[Region pointing data]
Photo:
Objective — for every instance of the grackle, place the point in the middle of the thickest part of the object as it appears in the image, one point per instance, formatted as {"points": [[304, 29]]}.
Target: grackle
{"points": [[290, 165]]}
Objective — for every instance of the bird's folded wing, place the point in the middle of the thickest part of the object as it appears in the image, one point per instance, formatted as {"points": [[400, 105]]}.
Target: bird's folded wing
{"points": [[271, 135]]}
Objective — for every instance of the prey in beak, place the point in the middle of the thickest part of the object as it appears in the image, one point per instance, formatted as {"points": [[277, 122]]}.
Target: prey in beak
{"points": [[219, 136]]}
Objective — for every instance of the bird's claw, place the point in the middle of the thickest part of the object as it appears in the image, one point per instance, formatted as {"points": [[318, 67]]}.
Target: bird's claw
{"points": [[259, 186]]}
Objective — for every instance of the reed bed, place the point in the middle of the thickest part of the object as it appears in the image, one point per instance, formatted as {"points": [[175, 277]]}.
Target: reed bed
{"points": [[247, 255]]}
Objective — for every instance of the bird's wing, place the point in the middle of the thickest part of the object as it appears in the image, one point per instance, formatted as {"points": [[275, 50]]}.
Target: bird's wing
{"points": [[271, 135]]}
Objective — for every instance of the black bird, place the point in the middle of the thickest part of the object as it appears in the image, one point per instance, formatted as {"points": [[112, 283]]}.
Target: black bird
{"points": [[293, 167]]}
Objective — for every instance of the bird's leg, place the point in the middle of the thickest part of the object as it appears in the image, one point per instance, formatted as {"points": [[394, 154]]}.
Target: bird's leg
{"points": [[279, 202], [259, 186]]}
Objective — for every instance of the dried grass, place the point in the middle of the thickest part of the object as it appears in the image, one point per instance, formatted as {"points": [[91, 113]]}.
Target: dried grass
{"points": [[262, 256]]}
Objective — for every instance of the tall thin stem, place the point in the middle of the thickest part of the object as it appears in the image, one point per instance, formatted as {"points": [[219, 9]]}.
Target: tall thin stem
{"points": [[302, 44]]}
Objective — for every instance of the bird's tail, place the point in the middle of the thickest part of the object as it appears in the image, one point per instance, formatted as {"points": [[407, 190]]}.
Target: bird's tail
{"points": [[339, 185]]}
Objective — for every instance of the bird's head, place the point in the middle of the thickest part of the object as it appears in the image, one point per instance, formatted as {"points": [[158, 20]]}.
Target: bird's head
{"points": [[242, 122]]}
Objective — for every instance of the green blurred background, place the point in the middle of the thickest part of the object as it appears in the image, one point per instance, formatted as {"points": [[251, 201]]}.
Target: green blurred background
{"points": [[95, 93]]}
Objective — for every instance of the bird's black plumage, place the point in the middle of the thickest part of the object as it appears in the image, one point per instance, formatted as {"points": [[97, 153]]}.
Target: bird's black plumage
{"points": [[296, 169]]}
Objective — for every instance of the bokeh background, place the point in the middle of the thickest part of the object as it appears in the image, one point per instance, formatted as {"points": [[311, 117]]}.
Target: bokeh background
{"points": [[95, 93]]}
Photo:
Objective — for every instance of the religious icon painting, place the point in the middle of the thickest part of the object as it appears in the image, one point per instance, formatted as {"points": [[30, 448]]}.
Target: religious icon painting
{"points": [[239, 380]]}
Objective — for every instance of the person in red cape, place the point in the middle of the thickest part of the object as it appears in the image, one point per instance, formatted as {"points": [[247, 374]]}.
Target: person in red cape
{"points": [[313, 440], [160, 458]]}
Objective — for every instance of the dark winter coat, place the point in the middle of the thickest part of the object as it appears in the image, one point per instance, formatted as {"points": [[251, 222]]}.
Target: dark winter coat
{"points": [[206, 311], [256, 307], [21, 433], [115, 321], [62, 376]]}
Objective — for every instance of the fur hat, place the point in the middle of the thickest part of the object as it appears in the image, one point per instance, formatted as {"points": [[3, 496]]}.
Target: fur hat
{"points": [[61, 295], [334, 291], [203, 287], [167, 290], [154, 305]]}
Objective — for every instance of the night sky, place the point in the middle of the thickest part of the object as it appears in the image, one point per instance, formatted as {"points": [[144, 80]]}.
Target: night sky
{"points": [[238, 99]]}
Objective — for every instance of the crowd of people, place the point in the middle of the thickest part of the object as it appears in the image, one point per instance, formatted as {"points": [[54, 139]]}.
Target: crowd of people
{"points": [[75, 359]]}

**REQUIRED ACTION:**
In the records above, return precisely the line containing "Objective — for every instance of the crowd" and each line that comes after it, up to the final one.

**ANSWER TO THE EXERCISE:**
Objective — for every instance of the crowd of people, place the point in the middle of the thickest part of the object as it appears in the image, one point per instance, formatted as {"points": [[54, 139]]}.
Target: crowd of people
{"points": [[75, 359]]}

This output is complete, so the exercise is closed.